SELECTION:
────────────────────

SECURITIES AND EXCHANGE COMMISSION

Washington, D.C. 20549

 

 

FORM 8-K

 

 

CURRENT REPORT

Pursuant to Section 13 or 15(d)

of the Securities Exchange Act of 1934

Date of Report (Date of earliest event reported): February 25, 2015

 

 

GREAT BASIN SCIENTIFIC, INC.

(Exact name of registrant as specified in its charter)

 

 

 

Delaware   001-36662   83-0361454

(State or other jurisdiction

of incorporation)

 

Commission

File Number)

 

(IRS Employer

Identification No.)

2441 South 3850 West, Salt Lake City, UT

(Address of principal executive offices)

84120

(Zip code)

(801) 990-1055

(Registrant’s telephone number, including area code)

N/A

(Former name or former address, if changed since last report.)

 

 

Check the appropriate box below if the Form 8-K filing is intended to simultaneously satisfy the filing obligation of the registrant under any of the following provisions (see General Instruction A.2 below):

 

¨ Written communications pursuant to Rule 425 under the Securities Act (17 CFR 230.425)

 

¨ Soliciting material pursuant to Rule 14a-12 under the Exchange Act (17 CFR 240.14a-12)

 

¨ Pre-commencement communications pursuant to Rule 14d-2(b) under the Exchange Act (17 CFR 240.14d-2(b))

 

¨ Pre-commencement communications pursuant to Rule 13e-4(c) under the Exchange Act (17 CFR 240.13e-4(c))

 

 

 


Item 1.01 Entry into a Material Definitive Agreement.

────────────────────

TO-DO LIST:
a) According to the Form 8-K cover page, what is the date of the earliest event reported?
b) Return the part of the Form 8-K cover page starting at "Check the appropriate" and ending at "(17 CFR 240.14a-12)".

[Coordinate annotation items]
────────────────────

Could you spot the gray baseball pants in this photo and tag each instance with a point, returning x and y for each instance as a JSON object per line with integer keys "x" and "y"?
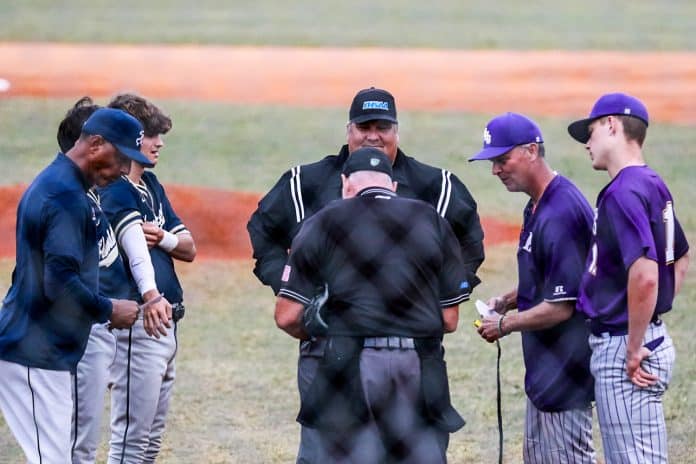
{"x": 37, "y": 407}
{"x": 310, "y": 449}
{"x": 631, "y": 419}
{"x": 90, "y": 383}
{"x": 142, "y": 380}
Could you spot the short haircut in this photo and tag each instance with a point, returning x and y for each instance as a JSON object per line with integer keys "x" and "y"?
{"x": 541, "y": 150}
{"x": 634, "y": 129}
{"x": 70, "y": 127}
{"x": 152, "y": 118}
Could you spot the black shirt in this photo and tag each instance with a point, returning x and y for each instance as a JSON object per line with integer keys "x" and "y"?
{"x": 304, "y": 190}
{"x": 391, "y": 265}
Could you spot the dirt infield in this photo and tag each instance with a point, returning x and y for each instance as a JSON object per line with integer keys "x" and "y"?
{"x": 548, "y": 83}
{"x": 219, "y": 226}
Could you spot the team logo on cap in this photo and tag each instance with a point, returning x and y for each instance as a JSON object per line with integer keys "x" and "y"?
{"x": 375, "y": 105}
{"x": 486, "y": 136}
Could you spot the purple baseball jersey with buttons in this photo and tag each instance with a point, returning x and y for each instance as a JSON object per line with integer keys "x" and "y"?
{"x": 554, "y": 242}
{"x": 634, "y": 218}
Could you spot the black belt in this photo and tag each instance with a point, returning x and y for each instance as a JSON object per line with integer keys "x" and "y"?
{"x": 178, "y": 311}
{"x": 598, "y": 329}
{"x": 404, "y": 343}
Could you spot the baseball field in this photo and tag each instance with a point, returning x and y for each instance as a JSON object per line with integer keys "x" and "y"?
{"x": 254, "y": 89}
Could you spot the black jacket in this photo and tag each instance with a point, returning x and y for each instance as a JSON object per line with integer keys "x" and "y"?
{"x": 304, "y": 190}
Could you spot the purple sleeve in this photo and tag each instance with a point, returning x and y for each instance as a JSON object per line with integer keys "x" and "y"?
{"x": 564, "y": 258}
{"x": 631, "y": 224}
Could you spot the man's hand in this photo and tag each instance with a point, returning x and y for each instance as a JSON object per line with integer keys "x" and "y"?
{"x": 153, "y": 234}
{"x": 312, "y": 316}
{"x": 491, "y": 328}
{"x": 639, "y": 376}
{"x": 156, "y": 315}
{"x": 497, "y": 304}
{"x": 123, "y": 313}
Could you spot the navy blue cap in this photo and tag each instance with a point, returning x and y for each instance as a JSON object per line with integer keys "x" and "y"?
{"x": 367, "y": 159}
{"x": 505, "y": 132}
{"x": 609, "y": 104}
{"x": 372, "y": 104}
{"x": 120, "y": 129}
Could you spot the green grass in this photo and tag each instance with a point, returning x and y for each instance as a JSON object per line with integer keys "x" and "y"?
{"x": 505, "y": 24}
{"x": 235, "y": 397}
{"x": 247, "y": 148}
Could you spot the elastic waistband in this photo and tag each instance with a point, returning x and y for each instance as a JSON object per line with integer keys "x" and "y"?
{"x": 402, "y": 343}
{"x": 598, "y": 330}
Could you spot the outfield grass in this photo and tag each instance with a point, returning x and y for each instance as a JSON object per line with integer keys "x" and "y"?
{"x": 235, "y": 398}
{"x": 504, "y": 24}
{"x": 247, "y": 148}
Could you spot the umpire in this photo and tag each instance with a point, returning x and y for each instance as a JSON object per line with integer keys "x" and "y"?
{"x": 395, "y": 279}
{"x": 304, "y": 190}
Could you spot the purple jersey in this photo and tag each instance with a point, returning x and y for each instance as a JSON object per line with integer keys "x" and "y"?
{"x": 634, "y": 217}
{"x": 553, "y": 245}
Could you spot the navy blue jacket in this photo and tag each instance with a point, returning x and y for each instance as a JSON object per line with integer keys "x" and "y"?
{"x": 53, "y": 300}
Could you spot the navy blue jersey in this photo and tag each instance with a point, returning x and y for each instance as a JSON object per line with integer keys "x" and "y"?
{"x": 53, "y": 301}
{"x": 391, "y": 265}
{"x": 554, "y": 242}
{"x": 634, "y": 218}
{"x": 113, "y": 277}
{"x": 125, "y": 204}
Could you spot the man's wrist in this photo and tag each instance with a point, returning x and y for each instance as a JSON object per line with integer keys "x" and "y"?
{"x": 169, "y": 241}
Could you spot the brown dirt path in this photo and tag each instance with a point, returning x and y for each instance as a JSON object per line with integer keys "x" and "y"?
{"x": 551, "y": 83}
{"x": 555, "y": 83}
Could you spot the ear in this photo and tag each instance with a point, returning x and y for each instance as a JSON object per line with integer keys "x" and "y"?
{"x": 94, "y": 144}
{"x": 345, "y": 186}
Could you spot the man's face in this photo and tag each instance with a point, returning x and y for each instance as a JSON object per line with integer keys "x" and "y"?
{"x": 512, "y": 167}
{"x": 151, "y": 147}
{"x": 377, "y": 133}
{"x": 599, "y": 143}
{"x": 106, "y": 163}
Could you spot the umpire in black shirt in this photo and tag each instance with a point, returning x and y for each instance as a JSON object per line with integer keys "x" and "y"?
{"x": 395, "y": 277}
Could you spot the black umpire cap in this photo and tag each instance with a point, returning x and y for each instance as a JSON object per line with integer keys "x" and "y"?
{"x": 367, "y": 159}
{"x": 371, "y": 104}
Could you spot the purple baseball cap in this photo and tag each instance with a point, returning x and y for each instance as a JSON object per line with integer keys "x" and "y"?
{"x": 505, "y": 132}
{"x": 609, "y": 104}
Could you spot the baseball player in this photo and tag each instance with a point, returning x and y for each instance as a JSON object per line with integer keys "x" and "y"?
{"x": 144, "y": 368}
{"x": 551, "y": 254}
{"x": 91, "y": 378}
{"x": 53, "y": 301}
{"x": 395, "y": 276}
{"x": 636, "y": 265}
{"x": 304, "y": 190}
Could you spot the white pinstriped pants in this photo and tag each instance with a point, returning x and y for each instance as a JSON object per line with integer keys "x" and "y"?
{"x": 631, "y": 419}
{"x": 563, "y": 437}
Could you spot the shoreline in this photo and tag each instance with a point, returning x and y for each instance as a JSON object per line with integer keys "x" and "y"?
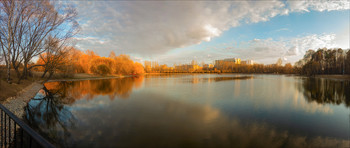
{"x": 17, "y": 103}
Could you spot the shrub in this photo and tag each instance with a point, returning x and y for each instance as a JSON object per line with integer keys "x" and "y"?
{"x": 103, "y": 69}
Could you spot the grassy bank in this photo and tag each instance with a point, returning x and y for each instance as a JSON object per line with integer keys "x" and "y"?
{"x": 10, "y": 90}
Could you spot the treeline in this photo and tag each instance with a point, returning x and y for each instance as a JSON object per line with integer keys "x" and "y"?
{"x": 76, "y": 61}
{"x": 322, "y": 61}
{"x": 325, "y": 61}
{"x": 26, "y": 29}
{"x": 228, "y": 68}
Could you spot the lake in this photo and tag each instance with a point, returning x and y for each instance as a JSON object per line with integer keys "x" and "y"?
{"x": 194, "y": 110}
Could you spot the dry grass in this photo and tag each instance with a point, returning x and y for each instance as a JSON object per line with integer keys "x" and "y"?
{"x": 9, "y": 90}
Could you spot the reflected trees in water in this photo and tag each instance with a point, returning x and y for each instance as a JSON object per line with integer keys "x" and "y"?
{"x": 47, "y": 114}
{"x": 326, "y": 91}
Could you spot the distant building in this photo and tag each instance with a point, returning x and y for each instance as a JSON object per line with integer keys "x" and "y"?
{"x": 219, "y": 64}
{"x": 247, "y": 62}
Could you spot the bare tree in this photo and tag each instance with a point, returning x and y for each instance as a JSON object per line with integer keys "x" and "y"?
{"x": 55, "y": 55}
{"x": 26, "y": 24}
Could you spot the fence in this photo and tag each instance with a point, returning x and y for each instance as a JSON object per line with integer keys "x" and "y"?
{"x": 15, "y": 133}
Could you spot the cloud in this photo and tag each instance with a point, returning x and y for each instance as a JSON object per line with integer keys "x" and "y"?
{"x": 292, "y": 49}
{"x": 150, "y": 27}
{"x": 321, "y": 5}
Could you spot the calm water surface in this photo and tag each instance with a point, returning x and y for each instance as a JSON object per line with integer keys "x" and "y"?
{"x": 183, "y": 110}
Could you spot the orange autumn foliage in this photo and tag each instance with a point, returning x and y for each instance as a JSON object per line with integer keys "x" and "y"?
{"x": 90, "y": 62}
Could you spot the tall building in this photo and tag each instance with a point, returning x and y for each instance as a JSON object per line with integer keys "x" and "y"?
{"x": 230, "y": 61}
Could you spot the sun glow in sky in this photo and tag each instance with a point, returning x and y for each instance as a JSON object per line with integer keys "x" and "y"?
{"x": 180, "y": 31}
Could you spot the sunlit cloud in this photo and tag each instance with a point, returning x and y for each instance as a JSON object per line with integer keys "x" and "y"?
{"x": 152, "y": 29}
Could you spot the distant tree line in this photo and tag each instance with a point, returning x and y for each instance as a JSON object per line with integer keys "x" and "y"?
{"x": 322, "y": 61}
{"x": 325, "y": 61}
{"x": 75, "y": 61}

────────────────────

SOLUTIONS PER TASK:
a) February 25, 2015

b)
Check the appropriate box below if the Form 8-K filing is intended to simultaneously satisfy the filing obligation of the registrant under any of the following provisions (see General Instruction A.2 below):

 

¨ Written communications pursuant to Rule 425 under the Securities Act (17 CFR 230.425)

 

¨ Soliciting material pursuant to Rule 14a-12 under the Exchange Act (17 CFR 240.14a-12)